| INPUT |

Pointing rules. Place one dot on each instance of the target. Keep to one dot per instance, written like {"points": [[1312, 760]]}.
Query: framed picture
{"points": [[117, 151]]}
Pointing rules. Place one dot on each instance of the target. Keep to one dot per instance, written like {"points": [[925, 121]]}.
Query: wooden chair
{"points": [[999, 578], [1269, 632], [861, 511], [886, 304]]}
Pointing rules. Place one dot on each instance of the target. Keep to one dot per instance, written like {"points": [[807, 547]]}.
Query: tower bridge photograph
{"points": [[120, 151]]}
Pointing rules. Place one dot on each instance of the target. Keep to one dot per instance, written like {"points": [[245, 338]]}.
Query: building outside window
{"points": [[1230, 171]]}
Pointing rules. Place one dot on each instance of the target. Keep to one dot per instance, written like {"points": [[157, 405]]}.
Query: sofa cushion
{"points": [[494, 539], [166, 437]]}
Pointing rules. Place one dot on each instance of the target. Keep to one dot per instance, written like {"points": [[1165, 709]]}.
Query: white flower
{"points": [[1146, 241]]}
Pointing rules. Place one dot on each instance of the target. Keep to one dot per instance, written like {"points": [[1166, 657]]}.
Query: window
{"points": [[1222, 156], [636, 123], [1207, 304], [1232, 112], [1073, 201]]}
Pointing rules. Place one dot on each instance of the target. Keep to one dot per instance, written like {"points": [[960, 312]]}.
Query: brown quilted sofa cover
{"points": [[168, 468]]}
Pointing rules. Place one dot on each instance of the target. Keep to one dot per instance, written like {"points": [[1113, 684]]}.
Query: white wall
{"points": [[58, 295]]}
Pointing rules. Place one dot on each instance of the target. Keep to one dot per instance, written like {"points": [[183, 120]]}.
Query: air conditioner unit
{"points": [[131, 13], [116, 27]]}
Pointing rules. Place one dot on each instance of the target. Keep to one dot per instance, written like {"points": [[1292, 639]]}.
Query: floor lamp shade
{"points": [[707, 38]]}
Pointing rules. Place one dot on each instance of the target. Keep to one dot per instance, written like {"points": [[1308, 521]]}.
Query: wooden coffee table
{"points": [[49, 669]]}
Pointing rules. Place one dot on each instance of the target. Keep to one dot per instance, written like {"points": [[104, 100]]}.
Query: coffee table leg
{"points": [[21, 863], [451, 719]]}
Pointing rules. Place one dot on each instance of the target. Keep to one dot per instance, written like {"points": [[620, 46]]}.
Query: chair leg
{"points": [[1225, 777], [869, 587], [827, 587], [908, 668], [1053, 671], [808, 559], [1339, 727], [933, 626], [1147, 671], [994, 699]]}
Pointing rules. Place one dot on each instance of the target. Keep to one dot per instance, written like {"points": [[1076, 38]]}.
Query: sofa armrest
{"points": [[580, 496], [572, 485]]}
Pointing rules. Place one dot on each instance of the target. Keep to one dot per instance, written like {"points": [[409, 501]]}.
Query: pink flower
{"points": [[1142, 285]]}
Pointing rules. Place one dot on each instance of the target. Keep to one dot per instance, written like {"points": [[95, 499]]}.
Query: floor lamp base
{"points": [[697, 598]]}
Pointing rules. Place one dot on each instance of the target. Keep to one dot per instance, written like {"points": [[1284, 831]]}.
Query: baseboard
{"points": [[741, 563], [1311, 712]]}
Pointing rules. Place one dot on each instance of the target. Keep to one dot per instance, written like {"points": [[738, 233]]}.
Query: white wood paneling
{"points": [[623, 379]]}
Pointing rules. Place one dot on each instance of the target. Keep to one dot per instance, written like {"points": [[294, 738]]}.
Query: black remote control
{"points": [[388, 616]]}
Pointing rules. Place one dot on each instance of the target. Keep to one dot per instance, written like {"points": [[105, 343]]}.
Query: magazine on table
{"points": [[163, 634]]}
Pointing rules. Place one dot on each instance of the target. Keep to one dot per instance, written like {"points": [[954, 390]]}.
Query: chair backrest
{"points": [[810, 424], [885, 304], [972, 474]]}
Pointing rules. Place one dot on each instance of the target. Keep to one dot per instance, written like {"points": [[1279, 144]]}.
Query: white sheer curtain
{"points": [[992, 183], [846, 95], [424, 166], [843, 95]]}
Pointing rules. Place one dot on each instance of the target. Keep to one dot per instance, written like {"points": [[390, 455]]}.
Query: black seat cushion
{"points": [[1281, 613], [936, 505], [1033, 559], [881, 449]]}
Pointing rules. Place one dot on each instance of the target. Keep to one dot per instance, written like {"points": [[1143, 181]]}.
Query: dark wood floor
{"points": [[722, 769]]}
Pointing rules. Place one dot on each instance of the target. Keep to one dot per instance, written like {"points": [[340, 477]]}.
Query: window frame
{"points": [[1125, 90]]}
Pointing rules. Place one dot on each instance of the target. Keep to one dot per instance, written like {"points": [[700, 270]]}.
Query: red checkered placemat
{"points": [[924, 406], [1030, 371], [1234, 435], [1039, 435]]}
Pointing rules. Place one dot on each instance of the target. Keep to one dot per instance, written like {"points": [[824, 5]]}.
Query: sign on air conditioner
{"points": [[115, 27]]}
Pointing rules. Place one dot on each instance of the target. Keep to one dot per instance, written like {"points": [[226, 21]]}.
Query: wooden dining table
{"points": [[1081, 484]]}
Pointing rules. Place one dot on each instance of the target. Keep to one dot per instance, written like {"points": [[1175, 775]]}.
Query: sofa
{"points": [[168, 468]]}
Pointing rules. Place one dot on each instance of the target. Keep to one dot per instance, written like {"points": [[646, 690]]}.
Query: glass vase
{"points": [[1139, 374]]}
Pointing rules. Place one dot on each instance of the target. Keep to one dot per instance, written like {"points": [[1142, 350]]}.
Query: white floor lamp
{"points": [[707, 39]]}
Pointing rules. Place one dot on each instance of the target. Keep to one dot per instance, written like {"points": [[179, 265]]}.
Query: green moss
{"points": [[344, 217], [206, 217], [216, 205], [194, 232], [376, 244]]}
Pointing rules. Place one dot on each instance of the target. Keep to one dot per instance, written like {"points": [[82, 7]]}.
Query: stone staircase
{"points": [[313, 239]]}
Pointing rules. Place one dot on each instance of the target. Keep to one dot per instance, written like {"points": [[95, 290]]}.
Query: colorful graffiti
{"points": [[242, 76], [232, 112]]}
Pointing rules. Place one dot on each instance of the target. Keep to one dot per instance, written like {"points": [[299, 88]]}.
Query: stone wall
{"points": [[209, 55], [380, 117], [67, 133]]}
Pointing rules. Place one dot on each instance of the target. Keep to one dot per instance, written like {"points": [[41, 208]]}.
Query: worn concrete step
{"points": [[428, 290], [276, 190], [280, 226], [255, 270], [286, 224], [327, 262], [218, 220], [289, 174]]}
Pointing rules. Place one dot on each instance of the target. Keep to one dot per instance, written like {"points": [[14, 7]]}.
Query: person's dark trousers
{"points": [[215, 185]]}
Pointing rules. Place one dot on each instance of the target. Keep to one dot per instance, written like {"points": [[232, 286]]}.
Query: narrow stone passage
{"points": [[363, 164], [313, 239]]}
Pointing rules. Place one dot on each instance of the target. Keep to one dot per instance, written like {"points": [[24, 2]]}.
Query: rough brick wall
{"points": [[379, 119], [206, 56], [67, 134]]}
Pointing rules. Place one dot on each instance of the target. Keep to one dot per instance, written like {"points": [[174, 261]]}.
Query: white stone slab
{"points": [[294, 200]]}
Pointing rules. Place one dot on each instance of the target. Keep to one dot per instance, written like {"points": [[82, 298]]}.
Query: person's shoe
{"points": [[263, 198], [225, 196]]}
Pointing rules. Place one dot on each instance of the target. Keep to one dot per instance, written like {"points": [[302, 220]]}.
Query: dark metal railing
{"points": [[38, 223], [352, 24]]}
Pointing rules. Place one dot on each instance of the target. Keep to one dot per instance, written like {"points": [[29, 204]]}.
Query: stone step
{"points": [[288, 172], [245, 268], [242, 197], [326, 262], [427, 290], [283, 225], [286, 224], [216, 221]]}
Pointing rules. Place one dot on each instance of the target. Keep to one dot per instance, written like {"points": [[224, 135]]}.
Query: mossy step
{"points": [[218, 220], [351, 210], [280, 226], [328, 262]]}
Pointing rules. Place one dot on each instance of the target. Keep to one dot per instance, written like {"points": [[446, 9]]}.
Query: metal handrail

| PROBLEM TO WORK ON |
Which lines of the material contain the word "stone"? Extract each of them and copy it whole.

| FINAL RESULT |
Query: stone staircase
Query: stone wall
Query: narrow stone passage
Query: white stone slab
Query: stone step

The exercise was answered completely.